═════ RECORDS SHOWN ═════

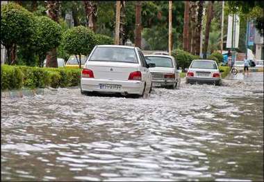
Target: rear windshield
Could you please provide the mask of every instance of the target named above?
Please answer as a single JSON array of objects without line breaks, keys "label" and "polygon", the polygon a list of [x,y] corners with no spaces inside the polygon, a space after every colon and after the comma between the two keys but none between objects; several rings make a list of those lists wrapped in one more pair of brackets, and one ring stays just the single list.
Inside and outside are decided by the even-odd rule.
[{"label": "rear windshield", "polygon": [[244,64],[244,62],[235,62],[235,64],[238,64],[238,65],[242,65]]},{"label": "rear windshield", "polygon": [[138,63],[133,48],[97,47],[89,61]]},{"label": "rear windshield", "polygon": [[[77,57],[78,57],[78,61],[79,61],[79,55],[77,55]],[[85,64],[85,62],[86,62],[86,57],[85,56],[81,56],[81,64]],[[78,64],[78,62],[77,62],[77,60],[76,60],[76,57],[74,56],[74,57],[70,57],[68,60],[68,61],[67,62],[67,64]]]},{"label": "rear windshield", "polygon": [[195,61],[190,67],[192,69],[217,69],[215,62],[208,61]]},{"label": "rear windshield", "polygon": [[145,57],[147,64],[154,63],[156,64],[156,67],[173,68],[172,60],[169,57],[152,56]]}]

═════

Rewrite every line of the records above as a JSON list of strings, one string per line, with blank lines dropped. Leave the pictures out of the answer.

[
  "Target: rear windshield",
  "Could you please provide the mask of every instance of the target named above?",
  "Please answer as a single JSON array of objects without line breaks, keys \"label\" and \"polygon\", the polygon a list of [x,y] corners with no spaces inside the polygon, a space after every colon and after the comma between the two keys but none between objects; several rings make a list of those lists wrapped in one more pair of brackets, and one ring stays just the single list.",
  "Inside and outside are decided by the even-odd rule.",
  "[{\"label\": \"rear windshield\", \"polygon\": [[244,64],[244,62],[235,62],[235,64],[238,64],[238,65],[242,65]]},{\"label\": \"rear windshield\", \"polygon\": [[138,63],[133,48],[97,47],[89,61]]},{\"label\": \"rear windshield\", \"polygon\": [[[77,57],[78,57],[78,61],[79,61],[79,55],[77,55]],[[85,64],[85,62],[86,62],[86,57],[85,56],[81,56],[81,64]],[[78,64],[78,62],[77,62],[77,60],[76,60],[76,57],[74,56],[74,57],[70,57],[68,60],[68,61],[67,62],[67,64]]]},{\"label\": \"rear windshield\", \"polygon\": [[195,61],[190,67],[192,69],[217,69],[215,62],[208,61]]},{\"label\": \"rear windshield\", \"polygon\": [[145,57],[147,64],[154,63],[156,64],[156,67],[173,68],[172,60],[169,57],[152,56]]}]"
]